ASSIGNMENT = Transcribe the part of the following article on methadone prescription in prisons that begins at the words "According to Trace, prisoners" and stops after "on inmates’ behaviour.".

PAGE EXCERPT =

Former UK drugs tsar Mike Trace spoke out last week about what he perceives to be a territorial dispute between two Whitehall departments over the most appropriate treatment for heroin-addicted prisoners. The alleged in-fighting between the Ministry of Justice (MoJ) and Department of Health (DoH) centres on methadone prescription in prisons and, Trace claims, exposes a desire to control prison drug treatment, via departmental budget lines, rather than a resolve to see addicted inmates become drug-free.
According to Trace, prisoners are being prescribed the addictive heroin substitute methadone because the DoH wants to control treatment, meaning inmates are being diverted from MoJ-funded abstinence schemes. He observed that “When they (inmates) see the healthcare professionals… sometimes the only choice they are offered, is a prescription of some type, which means their motivation to remain drug-free can be undermined.”
A further accusation levelled at the current system is that the genuine needs of drug addicted prisoners are coming second to the need to control them by keeping them on a drug that makes this possible. Abstinence programmes, on the other hand, are likely to have unpredictable effects on inmates’ behaviour.
News of the supposed spat emerged along with reports of a 57% increase in the number of prisoners on methadone “maintenance” programmes between 2007 and 2008, up from 12,518 to 19,632. Of the 140,000 individuals passing through the prison system last year, more than 60,000 would have received the heroin substitute methadone, or an alternative, buprenorphine. This treatment is funded by the DoH and favoured by them, and many drugs experts, as a way of keeping prisoners stable and moving them towards rehabilitation. The substantial leap in the number of inmates receiving methadone has led to concern among those opposed to extensive methadone use. Trace, who heads a charity running drug rehabilitation programmes in England’s jails, and others, argue that, in the absence of sufficient drug abstinence and detoxification programmes, as favoured and funded by the MoJ, prisoners are simply exchanging one addiction (heroin) for another (methadone) with little chance of getting clean.

SOURCE INFORMATION =
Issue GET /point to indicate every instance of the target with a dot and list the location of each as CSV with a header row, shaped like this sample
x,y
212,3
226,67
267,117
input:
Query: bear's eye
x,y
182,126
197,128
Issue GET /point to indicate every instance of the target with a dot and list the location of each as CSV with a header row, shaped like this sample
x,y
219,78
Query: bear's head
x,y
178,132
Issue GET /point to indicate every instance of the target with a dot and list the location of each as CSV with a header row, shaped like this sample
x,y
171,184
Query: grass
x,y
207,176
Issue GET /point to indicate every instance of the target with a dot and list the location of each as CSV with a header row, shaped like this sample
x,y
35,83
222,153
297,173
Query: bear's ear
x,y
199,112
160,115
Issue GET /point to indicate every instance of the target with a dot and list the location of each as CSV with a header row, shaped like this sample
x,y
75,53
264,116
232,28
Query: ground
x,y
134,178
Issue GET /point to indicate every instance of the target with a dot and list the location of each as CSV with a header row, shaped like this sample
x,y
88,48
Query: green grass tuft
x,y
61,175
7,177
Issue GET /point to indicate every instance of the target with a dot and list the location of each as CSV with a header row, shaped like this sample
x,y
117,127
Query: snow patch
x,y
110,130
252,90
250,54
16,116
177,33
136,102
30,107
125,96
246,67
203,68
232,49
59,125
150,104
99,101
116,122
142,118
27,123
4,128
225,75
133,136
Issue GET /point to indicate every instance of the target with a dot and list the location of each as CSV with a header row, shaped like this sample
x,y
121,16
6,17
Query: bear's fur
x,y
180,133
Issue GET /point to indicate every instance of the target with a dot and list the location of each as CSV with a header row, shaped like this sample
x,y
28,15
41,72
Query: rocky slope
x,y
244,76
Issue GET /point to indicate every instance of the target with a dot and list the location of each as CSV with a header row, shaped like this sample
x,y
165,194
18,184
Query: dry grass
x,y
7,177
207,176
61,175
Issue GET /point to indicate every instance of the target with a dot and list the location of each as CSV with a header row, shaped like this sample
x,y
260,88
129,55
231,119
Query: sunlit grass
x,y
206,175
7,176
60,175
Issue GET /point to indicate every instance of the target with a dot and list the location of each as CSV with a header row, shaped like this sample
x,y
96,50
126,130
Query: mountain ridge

EXPECTED ANSWER =
According to Trace, prisoners are being prescribed the addictive heroin substitute methadone because the DoH wants to control treatment, meaning inmates are being diverted from MoJ-funded abstinence schemes. He observed that “When they (inmates) see the healthcare professionals… sometimes the only choice they are offered, is a prescription of some type, which means their motivation to remain drug-free can be undermined.”
A further accusation levelled at the current system is that the genuine needs of drug addicted prisoners are coming second to the need to control them by keeping them on a drug that makes this possible. Abstinence programmes, on the other hand, are likely to have unpredictable effects on inmates’ behaviour.